### EXERCISE INPUTS
****************

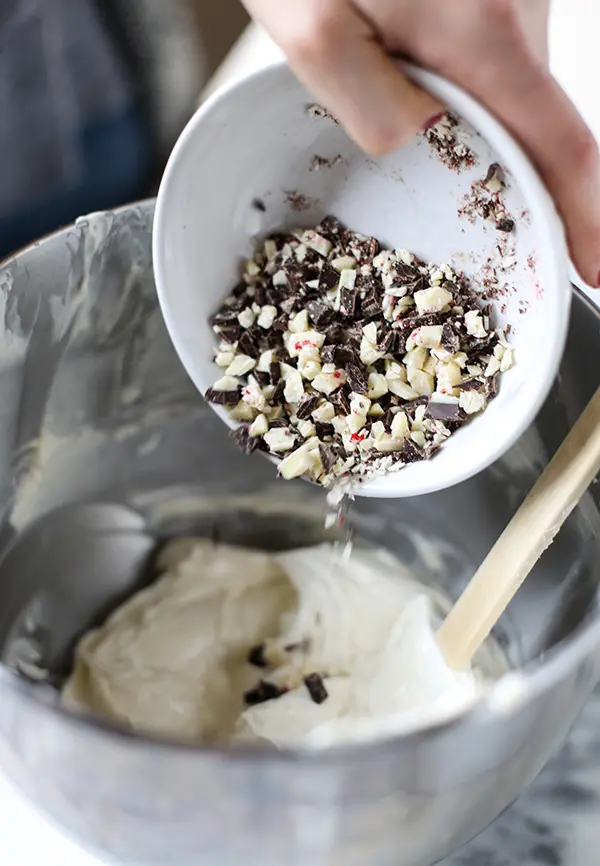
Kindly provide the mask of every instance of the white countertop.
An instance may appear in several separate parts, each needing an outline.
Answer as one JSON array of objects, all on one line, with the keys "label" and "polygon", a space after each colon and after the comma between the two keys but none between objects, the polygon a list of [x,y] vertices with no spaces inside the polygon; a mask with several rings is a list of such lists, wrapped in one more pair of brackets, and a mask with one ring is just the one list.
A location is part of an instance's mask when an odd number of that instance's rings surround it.
[{"label": "white countertop", "polygon": [[[600,96],[596,84],[600,5],[598,0],[555,0],[554,6],[554,72],[600,140]],[[251,26],[215,75],[207,93],[280,57],[271,40]],[[7,866],[99,866],[97,859],[38,815],[2,776],[0,862]]]}]

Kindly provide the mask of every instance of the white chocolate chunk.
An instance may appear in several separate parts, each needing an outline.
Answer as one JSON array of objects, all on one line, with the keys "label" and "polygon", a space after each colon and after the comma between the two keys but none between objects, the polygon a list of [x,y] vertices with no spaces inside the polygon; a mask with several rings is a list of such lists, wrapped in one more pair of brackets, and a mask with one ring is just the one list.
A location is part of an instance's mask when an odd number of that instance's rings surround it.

****************

### GOAL
Please restate the rows above, switching "Kindly provide" to "Please give" everywhere it occurs and changing nothing else. Leave out the pictures.

### REPLY TO THE TASK
Please give the mask of every instance of the white countertop.
An instance may appear in several separate parts, each needing an outline.
Answer as one JSON array of objects, all on one line, with the keys "label" and "polygon", a space after each colon and after the comma between the two keys but none between objects, the polygon a list of [x,y] vertices with no spaces inside the polygon; a mask with several rings is a list of such lists, wrapped in one more pair of brackets, and a mask with one ring is just the one list.
A location is part of an instance's mask when an odd number of that instance's rings surround it.
[{"label": "white countertop", "polygon": [[[600,96],[596,84],[600,5],[598,0],[555,0],[554,6],[554,72],[600,140]],[[251,26],[215,75],[207,93],[280,57],[271,40]],[[7,866],[99,866],[97,859],[38,815],[2,776],[0,862]]]}]

Please give the mask of every instance of the white chocolate chunk.
An instance may appear in several separate parts, each needing an outline.
Answer as one JSON array of objects, all on one line, with the keys "label" and "polygon", a space after each colon and after the comma between the two keys but none between objects, the polygon a list of [x,y] vertices with no spaces inside the polygon; a mask with several rings is a list of such lists, wrapped in one more pair of brackets, and a mask with one ring is just the one list.
A location is part of an instance's mask when an odd number of that instance's rings surround it.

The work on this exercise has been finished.